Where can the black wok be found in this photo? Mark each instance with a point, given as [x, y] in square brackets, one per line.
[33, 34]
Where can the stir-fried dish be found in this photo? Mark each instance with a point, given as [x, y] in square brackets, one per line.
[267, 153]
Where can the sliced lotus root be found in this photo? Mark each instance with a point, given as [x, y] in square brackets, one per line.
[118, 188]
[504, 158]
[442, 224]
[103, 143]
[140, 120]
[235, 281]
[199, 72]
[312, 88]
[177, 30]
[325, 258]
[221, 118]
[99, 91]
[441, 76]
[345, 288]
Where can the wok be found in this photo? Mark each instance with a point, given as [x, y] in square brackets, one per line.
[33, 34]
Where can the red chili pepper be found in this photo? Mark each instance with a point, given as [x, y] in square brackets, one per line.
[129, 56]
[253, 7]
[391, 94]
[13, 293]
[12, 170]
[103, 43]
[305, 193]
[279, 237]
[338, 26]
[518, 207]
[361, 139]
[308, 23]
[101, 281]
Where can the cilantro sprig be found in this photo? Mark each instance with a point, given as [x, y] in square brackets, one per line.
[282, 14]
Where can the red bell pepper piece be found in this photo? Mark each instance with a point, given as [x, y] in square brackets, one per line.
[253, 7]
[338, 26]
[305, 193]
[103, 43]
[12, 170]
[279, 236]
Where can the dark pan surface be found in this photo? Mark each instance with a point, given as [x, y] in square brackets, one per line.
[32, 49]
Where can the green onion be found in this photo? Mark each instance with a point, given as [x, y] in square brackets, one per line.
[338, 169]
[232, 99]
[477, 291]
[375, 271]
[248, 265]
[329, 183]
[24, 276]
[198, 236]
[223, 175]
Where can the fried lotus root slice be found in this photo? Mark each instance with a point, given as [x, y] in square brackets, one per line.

——

DESCRIÇÃO DO EXERCÍCIO: Converta em uma lista JSON de strings o trecho das linhas acima que vai da linha que contém "Where can the dark" até a última linha, incluindo as duas. Use uma string para cada linha e omita as linhas em branco.

EXERCÍCIO RESOLVIDO:
[
  "Where can the dark pan surface be found in this photo? Mark each instance with a point, given as [x, y] in square brackets, one per line.",
  "[32, 49]",
  "Where can the green onion be found in this photo? Mark each instance with a point, given as [x, y] in square brackets, one per line.",
  "[338, 169]",
  "[232, 99]",
  "[477, 291]",
  "[375, 271]",
  "[248, 265]",
  "[329, 183]",
  "[24, 276]",
  "[198, 236]",
  "[223, 175]",
  "Where can the fried lotus root slice be found in this photo? Mark each instance with a point, given as [x, y] in square brackets, one per line."
]